Stored rows:

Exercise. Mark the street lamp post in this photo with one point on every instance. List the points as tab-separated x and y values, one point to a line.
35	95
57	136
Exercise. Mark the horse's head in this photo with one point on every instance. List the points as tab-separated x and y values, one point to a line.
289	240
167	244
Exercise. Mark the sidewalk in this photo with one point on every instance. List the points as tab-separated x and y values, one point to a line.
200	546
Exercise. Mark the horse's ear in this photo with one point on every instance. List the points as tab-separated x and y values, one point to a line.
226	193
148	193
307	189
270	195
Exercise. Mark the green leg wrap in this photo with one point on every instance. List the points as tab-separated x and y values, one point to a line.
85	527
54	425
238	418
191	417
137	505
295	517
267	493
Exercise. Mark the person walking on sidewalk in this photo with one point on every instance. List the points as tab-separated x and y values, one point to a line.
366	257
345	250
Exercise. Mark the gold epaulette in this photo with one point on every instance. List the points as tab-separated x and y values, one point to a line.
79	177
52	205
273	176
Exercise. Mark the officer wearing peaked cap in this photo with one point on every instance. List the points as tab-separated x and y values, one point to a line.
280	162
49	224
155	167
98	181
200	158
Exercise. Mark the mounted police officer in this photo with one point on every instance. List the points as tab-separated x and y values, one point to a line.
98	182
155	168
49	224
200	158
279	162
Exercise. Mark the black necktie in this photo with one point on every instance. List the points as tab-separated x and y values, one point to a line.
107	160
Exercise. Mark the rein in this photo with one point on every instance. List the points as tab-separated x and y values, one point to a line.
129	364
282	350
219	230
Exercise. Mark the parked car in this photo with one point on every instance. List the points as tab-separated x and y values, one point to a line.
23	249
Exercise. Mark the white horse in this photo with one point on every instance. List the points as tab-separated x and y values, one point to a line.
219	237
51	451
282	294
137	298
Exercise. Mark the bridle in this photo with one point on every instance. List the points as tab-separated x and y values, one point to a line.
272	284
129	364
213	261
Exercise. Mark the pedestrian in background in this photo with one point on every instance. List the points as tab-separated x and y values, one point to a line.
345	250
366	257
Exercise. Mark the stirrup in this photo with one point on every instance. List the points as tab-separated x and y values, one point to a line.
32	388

What you are asked to do: Quote verbatim the line containing "Exercise. Mark the gold" and every line after it through the end of the records above.

Response to this exercise:
Exercise. Mark the gold epaulette in this photo with one point on every instance. List the points as tab-separated x and y values, one point to a line.
79	177
52	205
273	176
Exercise. Mark the officer wearing peaked cap in this photo with one point on every instance. List the points as tab-separated x and y values, one point to a line.
280	162
49	224
155	167
98	181
200	158
Exercise. Mark the mounted police officer in this photo with one point on every instance. List the points as tab-separated x and y values, one point to a line.
98	182
155	168
49	224
200	158
279	162
Exercise. Mark the black necktie in this photo with one point on every instance. List the points as tab-separated x and y values, one point to a line.
107	160
Exercise. Mark the rein in this photo with one point on every instance. List the points as tab-separated x and y values, one point to a line.
129	364
282	350
219	230
Exercise. Mark the parked car in this photo with one point on every instance. List the points as tab-separated x and y values, one point to a line.
23	249
Exercise. Mark the white horse in this photo with one point on every instance. List the points as tab-separated x and y values, one point to a line.
219	237
51	451
282	294
137	298
Exercise. Mark the bridle in this photo with one point on every instance. List the points as tab-separated x and y values, one point to a line.
272	284
129	364
213	261
Exercise. Mark the pedestrian in background in this photo with one point on every instance. List the points as tab-separated x and y values, one point to a line.
345	250
366	257
Exercise. Mark the stirrup in this photo with one point on every instance. List the points as tab-separated x and y values, one point to a line.
32	388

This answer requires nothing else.